→ GIVEN INSTRUCTION
Please format the part of the material that opens with the line containing "request: draw the outline of every instance of the sponsor" and closes with the line containing "target: sponsor decal" as a numbered list, including both of those lines and leaving out any blank lines. List only those lines.

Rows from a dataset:
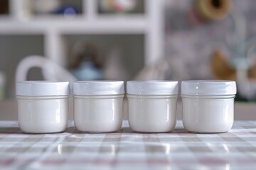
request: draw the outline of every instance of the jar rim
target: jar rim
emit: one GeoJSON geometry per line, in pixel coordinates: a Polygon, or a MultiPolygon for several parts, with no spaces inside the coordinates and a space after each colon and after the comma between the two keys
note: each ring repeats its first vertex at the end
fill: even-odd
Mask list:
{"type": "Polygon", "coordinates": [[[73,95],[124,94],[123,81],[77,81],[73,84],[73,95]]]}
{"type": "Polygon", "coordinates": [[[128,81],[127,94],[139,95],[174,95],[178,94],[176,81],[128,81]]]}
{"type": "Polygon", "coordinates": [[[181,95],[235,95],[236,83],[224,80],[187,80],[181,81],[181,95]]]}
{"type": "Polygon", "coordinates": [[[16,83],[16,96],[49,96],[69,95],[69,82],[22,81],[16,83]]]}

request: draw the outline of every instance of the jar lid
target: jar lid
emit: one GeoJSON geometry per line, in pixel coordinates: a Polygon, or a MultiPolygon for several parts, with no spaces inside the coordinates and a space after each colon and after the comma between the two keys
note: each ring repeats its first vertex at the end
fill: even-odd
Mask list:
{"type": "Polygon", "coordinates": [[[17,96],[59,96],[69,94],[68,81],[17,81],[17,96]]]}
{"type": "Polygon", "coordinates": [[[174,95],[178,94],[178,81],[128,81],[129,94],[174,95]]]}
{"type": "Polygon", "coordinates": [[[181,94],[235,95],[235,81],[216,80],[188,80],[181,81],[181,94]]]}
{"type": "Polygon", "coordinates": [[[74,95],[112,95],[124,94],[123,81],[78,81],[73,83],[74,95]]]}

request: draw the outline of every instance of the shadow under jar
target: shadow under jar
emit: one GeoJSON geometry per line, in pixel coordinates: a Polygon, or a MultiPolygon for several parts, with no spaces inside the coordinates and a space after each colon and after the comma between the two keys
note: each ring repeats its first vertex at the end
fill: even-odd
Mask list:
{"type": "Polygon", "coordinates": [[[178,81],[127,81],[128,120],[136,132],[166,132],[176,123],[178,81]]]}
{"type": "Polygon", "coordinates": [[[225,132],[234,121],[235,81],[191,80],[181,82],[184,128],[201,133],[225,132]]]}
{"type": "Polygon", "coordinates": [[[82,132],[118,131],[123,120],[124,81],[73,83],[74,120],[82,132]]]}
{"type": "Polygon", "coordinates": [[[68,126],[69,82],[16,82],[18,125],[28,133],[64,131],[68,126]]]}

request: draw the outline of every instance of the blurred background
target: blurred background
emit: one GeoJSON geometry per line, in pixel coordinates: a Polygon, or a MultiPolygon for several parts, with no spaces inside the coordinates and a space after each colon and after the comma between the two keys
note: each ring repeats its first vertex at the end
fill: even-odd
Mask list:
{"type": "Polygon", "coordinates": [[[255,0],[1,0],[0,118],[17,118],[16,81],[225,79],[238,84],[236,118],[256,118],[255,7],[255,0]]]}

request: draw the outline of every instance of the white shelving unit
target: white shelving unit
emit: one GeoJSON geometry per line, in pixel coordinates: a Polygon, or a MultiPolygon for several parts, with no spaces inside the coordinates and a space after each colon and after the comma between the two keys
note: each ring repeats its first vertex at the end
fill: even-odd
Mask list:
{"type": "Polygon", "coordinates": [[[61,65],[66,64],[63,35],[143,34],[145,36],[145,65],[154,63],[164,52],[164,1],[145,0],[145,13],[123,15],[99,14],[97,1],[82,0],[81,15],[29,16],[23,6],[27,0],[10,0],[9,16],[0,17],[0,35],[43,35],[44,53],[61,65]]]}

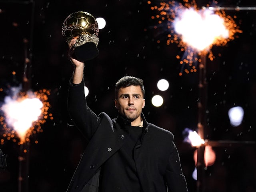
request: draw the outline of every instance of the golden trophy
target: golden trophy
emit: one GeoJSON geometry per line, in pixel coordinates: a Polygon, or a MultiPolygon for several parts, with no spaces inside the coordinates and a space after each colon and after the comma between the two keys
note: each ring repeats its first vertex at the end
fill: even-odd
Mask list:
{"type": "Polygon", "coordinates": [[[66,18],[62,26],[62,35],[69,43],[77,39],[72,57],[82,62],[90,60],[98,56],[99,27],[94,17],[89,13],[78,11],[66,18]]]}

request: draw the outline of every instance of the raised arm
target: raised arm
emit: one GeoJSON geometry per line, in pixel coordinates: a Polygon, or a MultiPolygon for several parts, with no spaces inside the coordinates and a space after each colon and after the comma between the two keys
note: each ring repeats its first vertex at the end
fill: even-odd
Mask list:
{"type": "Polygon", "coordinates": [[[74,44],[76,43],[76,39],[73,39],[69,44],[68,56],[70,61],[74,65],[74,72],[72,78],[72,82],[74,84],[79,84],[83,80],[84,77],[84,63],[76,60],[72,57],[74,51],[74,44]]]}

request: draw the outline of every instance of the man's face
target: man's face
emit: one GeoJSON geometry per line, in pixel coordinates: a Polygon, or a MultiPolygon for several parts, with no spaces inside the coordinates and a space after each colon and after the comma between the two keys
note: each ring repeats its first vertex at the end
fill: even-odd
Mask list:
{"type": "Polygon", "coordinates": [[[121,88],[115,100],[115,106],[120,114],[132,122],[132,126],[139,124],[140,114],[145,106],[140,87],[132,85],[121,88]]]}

--

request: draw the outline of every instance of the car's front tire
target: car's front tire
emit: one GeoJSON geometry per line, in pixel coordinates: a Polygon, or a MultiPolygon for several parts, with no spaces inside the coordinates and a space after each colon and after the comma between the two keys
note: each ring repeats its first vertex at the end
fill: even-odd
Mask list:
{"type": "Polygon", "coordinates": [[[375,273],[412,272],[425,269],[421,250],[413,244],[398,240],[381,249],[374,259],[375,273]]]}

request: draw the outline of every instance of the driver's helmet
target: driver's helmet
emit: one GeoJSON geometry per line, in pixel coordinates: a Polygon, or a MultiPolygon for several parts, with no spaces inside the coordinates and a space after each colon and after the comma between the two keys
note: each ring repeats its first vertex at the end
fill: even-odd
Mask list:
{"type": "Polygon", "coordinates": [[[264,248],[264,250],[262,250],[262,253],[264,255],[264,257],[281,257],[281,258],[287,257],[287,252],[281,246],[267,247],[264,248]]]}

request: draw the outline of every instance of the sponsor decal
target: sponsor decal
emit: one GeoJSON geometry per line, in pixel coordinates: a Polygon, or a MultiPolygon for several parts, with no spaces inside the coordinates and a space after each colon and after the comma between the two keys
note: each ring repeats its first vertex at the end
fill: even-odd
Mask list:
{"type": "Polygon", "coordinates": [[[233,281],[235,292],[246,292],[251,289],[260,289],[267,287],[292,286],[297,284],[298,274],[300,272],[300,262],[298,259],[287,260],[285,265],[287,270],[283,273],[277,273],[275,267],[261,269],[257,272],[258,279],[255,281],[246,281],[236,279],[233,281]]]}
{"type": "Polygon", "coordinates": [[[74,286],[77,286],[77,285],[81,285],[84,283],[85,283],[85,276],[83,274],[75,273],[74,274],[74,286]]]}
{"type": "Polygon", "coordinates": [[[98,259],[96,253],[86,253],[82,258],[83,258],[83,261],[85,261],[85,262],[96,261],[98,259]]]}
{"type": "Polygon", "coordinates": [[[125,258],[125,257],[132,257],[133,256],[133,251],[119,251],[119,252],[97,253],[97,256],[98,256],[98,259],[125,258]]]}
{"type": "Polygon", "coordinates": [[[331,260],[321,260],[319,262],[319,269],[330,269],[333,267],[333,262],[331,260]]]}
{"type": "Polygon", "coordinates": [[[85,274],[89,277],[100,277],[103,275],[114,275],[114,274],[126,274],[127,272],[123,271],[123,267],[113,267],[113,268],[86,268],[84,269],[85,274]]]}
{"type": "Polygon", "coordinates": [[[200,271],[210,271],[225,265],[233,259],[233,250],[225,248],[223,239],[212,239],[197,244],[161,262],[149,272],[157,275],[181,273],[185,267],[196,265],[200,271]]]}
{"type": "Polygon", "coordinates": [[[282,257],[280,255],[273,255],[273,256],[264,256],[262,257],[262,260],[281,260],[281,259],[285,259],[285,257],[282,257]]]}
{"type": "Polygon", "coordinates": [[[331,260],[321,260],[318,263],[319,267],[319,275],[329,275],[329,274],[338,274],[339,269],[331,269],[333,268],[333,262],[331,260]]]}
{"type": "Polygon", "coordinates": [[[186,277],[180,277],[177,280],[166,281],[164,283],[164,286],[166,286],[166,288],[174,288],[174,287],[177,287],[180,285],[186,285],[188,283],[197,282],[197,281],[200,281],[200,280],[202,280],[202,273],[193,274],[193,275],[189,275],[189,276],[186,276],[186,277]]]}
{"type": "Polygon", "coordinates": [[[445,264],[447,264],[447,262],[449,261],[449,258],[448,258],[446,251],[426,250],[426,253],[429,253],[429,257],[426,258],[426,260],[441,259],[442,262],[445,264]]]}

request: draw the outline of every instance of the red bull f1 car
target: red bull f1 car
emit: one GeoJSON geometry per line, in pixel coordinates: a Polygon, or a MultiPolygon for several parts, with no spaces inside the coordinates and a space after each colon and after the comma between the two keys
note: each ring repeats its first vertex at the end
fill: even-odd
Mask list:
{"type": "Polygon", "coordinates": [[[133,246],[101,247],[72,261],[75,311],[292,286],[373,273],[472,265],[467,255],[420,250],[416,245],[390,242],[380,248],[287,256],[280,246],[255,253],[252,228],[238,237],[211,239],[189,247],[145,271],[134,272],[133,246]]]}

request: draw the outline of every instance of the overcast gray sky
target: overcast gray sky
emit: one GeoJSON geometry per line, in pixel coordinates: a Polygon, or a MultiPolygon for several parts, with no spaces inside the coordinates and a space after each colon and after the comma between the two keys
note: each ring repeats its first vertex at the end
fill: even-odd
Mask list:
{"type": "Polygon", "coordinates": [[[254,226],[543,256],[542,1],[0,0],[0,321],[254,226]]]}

==

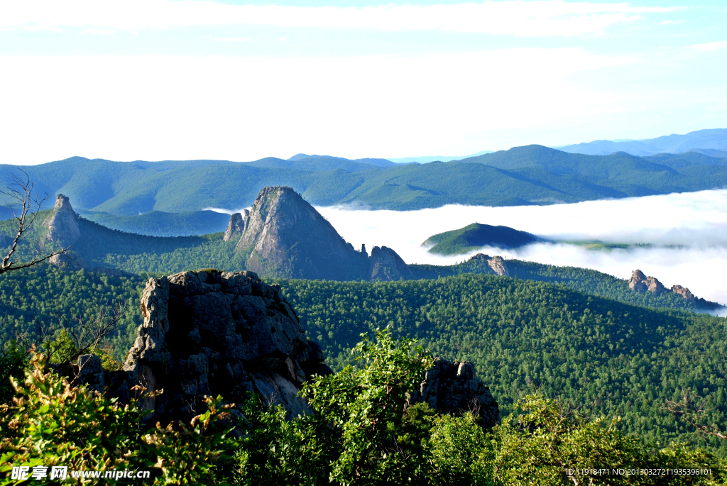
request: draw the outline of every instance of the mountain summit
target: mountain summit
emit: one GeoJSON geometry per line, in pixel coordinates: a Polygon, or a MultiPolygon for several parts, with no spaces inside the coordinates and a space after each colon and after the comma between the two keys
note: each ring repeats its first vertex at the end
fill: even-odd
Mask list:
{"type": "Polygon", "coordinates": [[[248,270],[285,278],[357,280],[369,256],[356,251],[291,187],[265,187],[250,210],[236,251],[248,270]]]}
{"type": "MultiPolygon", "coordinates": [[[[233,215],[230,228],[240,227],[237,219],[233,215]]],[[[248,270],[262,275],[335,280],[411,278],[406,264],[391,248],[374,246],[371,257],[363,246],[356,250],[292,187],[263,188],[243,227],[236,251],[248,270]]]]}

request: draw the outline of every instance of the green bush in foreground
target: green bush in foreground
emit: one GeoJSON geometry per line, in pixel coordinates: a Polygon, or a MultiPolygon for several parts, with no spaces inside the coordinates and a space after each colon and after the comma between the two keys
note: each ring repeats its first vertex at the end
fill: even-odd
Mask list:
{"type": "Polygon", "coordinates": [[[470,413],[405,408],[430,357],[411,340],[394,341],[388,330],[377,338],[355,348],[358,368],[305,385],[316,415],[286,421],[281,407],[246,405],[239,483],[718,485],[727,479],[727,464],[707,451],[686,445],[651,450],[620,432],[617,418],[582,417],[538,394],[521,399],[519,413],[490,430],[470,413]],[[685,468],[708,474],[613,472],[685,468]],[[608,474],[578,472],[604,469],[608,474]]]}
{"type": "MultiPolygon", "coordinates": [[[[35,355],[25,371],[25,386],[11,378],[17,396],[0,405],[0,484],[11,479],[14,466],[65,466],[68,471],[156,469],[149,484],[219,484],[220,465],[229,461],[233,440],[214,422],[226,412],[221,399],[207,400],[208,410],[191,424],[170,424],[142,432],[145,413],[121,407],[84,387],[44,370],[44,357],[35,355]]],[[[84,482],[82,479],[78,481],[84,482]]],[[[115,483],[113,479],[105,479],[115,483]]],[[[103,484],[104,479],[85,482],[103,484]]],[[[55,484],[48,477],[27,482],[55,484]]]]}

→ EXERCISE SOLUTION
1. request: draw the outline of every instance of the sponsor decal
2. target: sponsor decal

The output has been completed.